Text excerpt:
— Start —
4

I am evaluating Apache airflow for production use in a data environment and I would like to know if with airflow you can run operators in self contained docker environments on an auto scaling Kubernetes cluster.

I found the following operator: KubernetesPodOperator which seems to do the job, but the only examples I have found have been on Google Cloud. I would like to run this on AWS, however I haven't found any examples of how this would be done. I believe AWS EKS or AWS fargate might fit the bill but not sure.

Can anyone with airflow experience please let me know if this is possible? I have looked online and haven't found anything clear yet.

BartoszKP
  • 34,786
  • 15
  • 102
  • 130
maldman
  • 53
  • 1
  • 1
  • 5

2 Answers2

1

We have been using Fargate and Airflow in production and the experience so far has been good.

We have been using it for transient workloads and it is turning out to be cheaper for us than having a dedicated Kubernetes cluster. Also, there is no management overhead of any kind.

Github — Airflow DAG with ECSOperatorConfig

GTO
  • 56
  • 1
  • 3
  • Thanks GTO for the example. Is there a way to define CPU and RAM requirements for different operators? – maldman Jul 11 '19 at 11:58
  • Yes for individual operators you can define CPU and RAM requirements. Check the containerOverrides section for "cpu", "memory", "memoryReservation"- https://docs.aws.amazon.com/cli/latest/reference/ecs/run-task.html – GTO Jul 12 '19 at 03:53
  • @GTO does this line https://github.com/ishan4488/airflow-fargate-example/blob/aa15287b36545f0a19438913f59ce0f02f831950/airflow-fargate-example/airflowDag.py#L28 mean I have to create a task called "my_automation_task" in ECS in advance? And i have to ensure that the name in python and in ECS must match? – xliiv Feb 06 '20 at 10:56
  • @xliiv yes. You will have to create a task in ECS and specify the name here. – GTO Mar 08 '20 at 11:24
0

You can use Apache Airflow DAG operators in any cloud provider, not only GKE.

Airflow-on-kubernetes-part-1-a-different-kind-of-operator as like as Airflow Kubernetes Operator articles provide basic examples how to use DAG's.
— End —
Recorded information:
— Start —
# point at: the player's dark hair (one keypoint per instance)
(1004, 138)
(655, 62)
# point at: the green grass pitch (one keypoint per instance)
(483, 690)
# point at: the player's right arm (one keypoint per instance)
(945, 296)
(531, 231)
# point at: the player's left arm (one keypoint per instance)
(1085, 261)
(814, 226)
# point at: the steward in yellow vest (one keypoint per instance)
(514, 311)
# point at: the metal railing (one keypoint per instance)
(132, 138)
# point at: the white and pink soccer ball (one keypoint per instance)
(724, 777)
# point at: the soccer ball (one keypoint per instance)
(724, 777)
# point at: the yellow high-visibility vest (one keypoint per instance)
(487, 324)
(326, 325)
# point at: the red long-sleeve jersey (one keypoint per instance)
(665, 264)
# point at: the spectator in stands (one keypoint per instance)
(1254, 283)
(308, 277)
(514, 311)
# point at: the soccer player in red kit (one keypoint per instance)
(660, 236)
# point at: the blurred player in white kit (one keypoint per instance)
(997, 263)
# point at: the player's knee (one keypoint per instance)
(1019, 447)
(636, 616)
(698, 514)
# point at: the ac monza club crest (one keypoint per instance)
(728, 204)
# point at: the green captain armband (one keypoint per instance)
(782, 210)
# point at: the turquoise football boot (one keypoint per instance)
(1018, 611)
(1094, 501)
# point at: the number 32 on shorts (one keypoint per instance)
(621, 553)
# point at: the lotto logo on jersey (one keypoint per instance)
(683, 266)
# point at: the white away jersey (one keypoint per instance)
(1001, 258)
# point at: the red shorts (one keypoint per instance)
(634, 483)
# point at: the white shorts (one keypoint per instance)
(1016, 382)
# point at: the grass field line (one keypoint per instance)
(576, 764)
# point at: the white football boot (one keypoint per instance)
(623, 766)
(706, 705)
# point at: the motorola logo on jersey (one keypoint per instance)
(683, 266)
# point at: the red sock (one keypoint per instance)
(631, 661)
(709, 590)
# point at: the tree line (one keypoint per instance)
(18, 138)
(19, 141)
— End —
Problem 1:
In the Airflow-on-AWS thread, which section of the ECS run-task settings does GTO say to check for the "cpu", "memory" and "memoryReservation" values?
Problem 2:
Extend the Airflow-on-AWS thread with new text that follows its last post.

Response 1:
The containerOverrides section.

Response 2:
Also Explore Airflow KubernetesExecutor on AWS and kops article provides good explanation, with an example on how to use airflow-dags and airflow-logs volume on AWS.

Example:

from airflow.operators.python_operator import PythonOperator
from airflow.models import DAG
from datetime import datetime
import time
import os

args = {
    'owner': 'airflow',
    "start_date": datetime(2018, 10, 4),
}

dag = DAG(
    dag_id='test_kubernetes_executor',
    default_args=args,
    schedule_interval=None
)

def print_stuff():
    print("Hi Airflow")

for i in range(2):
    one_task = PythonOperator(
        task_id="one_task" + str(i),
        python_callable=print_stuff,
        dag=dag
    )

    second_task = PythonOperator(
        task_id="two_task" + str(i),
        python_callable=print_stuff,
        dag=dag
    )

    third_task = PythonOperator(
        task_id="third_task" + str(i),
        python_callable=print_stuff,
        dag=dag
    )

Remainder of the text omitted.